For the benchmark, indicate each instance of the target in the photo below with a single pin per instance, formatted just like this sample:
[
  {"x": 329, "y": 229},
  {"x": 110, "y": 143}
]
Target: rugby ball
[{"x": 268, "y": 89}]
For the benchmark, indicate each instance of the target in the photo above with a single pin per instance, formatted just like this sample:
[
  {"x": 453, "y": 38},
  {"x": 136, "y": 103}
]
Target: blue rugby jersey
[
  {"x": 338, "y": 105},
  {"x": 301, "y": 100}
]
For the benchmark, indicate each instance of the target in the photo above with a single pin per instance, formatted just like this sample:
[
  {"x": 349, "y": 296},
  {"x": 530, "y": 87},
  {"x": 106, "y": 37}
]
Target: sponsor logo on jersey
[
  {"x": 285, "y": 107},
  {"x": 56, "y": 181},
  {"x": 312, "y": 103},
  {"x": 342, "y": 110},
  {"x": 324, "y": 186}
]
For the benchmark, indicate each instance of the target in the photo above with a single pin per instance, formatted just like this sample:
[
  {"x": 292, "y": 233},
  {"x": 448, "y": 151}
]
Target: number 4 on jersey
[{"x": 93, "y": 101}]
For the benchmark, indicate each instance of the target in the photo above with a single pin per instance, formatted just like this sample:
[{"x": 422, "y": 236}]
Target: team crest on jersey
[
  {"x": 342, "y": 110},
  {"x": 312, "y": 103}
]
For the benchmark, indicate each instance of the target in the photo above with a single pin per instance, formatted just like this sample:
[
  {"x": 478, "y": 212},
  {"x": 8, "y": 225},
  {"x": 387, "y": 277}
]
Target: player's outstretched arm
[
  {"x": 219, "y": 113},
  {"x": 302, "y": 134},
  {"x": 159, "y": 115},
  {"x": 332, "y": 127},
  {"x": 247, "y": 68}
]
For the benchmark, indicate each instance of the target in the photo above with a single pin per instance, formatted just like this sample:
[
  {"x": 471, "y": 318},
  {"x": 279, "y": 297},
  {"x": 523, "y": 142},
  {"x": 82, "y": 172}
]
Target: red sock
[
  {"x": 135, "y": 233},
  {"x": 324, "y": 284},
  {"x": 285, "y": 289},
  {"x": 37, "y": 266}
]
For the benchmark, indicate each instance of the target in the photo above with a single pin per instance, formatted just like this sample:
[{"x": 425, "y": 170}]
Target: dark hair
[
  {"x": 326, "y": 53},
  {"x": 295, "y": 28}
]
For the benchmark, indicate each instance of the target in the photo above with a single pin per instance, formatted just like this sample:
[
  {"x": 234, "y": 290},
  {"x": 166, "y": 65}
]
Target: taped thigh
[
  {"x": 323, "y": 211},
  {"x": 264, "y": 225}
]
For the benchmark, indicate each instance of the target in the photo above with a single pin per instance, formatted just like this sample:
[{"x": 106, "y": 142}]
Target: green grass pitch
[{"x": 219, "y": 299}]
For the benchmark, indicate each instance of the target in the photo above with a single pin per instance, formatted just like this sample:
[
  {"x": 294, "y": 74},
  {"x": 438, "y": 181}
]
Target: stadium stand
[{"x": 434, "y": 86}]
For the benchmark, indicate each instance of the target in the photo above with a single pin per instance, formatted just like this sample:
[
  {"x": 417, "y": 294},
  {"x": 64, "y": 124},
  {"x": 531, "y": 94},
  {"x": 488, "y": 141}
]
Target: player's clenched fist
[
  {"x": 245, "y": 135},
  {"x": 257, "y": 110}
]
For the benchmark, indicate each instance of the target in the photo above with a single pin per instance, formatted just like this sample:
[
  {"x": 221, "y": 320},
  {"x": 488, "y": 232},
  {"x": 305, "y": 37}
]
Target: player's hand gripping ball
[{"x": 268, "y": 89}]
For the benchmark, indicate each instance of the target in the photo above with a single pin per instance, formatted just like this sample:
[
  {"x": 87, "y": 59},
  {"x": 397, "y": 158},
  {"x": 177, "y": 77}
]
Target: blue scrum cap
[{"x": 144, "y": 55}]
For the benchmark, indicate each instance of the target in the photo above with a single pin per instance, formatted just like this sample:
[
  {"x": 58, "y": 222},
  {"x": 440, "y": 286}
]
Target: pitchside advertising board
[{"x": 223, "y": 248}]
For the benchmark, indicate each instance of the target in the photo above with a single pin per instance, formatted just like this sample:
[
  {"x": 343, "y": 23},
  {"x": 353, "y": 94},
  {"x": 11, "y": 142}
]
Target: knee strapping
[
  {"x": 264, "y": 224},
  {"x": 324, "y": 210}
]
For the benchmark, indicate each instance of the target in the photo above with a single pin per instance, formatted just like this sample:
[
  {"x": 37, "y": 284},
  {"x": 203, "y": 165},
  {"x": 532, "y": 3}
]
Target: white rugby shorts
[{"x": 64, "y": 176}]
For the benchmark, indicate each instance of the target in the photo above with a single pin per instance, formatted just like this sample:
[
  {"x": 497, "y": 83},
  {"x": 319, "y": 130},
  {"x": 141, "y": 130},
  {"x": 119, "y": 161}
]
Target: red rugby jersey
-- -- --
Above are the records; copy all of them exactly.

For the benchmark, indicate each instance of the target in the photo below with a single pin per instance, formatted just like this sample:
[
  {"x": 329, "y": 229},
  {"x": 110, "y": 143}
]
Target: rugby ball
[{"x": 268, "y": 89}]
For the benchmark, indicate each instance of the target in the photo above with a single pin per instance, formatted just like this sample:
[
  {"x": 453, "y": 38},
  {"x": 136, "y": 103}
]
Target: blue rugby jersey
[
  {"x": 338, "y": 105},
  {"x": 301, "y": 100}
]
For the benchmark, indicate each instance of the target in the photo above with a single pin per instance, formatted just like this sample:
[
  {"x": 349, "y": 296},
  {"x": 530, "y": 87},
  {"x": 106, "y": 37}
]
Target: sponsor logo on jersey
[
  {"x": 285, "y": 107},
  {"x": 56, "y": 181},
  {"x": 312, "y": 103},
  {"x": 342, "y": 110},
  {"x": 324, "y": 186}
]
For the benchmark, indicate each instance of the target in the photo above with a single pin per instance, formatted just like this sample:
[
  {"x": 292, "y": 233},
  {"x": 448, "y": 151}
]
Target: number 4 on jersey
[{"x": 93, "y": 101}]
For the benchmark, indicate each instance of the target in the photo above with a single pin per instance, formatted just like this sample:
[{"x": 422, "y": 236}]
Target: team crest on jersey
[
  {"x": 342, "y": 110},
  {"x": 312, "y": 103}
]
For the benchmark, indicate each instance of the target in the photo above with a single pin per instance, formatted just like this sample:
[
  {"x": 478, "y": 212},
  {"x": 8, "y": 225},
  {"x": 387, "y": 277}
]
Target: player's outstretched arm
[
  {"x": 219, "y": 113},
  {"x": 302, "y": 134},
  {"x": 159, "y": 115},
  {"x": 332, "y": 127},
  {"x": 247, "y": 68}
]
For the benchmark, indicate each instance of the target in the photo above with a single pin per instance, formatted just like this sample:
[
  {"x": 471, "y": 318},
  {"x": 279, "y": 297},
  {"x": 523, "y": 142},
  {"x": 82, "y": 172}
]
Target: red sock
[
  {"x": 135, "y": 233},
  {"x": 324, "y": 284},
  {"x": 285, "y": 289},
  {"x": 37, "y": 266}
]
For the benchmark, indicate each instance of the target in the photo above with a single pin per instance, formatted just like this sample:
[{"x": 425, "y": 170}]
Target: dark hair
[
  {"x": 326, "y": 53},
  {"x": 295, "y": 28}
]
For the benchmark, indicate each instance of the target in the photo above with a single pin per instance, formatted just like this sample:
[
  {"x": 234, "y": 290},
  {"x": 166, "y": 65}
]
Target: taped thigh
[
  {"x": 323, "y": 211},
  {"x": 264, "y": 225}
]
For the benchmark, indicate each instance of the target in the photo above with a single pin per instance, formatted just like this sample:
[{"x": 106, "y": 142}]
Target: green grass pitch
[{"x": 219, "y": 299}]
For the benchmark, indicate each instance of the target in the photo above with a single pin per instance, formatted just like this sample:
[
  {"x": 294, "y": 74},
  {"x": 438, "y": 181}
]
Target: stadium stand
[{"x": 434, "y": 86}]
For the benchmark, indicate each instance of the target in the photo above with a single pin per instance, formatted just like this sample:
[
  {"x": 417, "y": 294},
  {"x": 64, "y": 124},
  {"x": 531, "y": 94},
  {"x": 488, "y": 141}
]
Target: player's clenched fist
[
  {"x": 245, "y": 135},
  {"x": 257, "y": 110}
]
For the benchmark, indicate each instance of the target in the photo above with a single pin per instance, formatted just like this sample:
[
  {"x": 221, "y": 320},
  {"x": 488, "y": 232},
  {"x": 305, "y": 37}
]
Target: player's hand gripping ball
[{"x": 268, "y": 89}]
For the benchmark, indicate each instance of the target in the photo above with a single pin per instance, formatted just like this sample:
[
  {"x": 87, "y": 59},
  {"x": 397, "y": 158},
  {"x": 177, "y": 77}
]
Target: blue scrum cap
[{"x": 144, "y": 55}]
For the benchmark, indicate each instance of the target in the photo above with a single pin per instance, formatted just like this sample:
[
  {"x": 58, "y": 222},
  {"x": 440, "y": 286}
]
Target: pitchside advertising board
[{"x": 223, "y": 248}]
For the benchmark, indicate each instance of the target in the photo above with a single pin per instance, formatted just like this sample:
[
  {"x": 343, "y": 23},
  {"x": 353, "y": 94},
  {"x": 11, "y": 142}
]
Target: knee strapping
[
  {"x": 264, "y": 224},
  {"x": 324, "y": 210}
]
For the benchmark, indicate each instance of the target in the photo above with a single pin per instance, formatted just like this sample:
[
  {"x": 37, "y": 284},
  {"x": 203, "y": 165},
  {"x": 532, "y": 3}
]
Target: white rugby shorts
[{"x": 64, "y": 176}]
For the benchmark, indicate each instance of the target in the photo above with a single pin per instance, formatted just like this sample:
[
  {"x": 497, "y": 83},
  {"x": 319, "y": 130},
  {"x": 141, "y": 130},
  {"x": 119, "y": 161}
]
Target: red rugby jersey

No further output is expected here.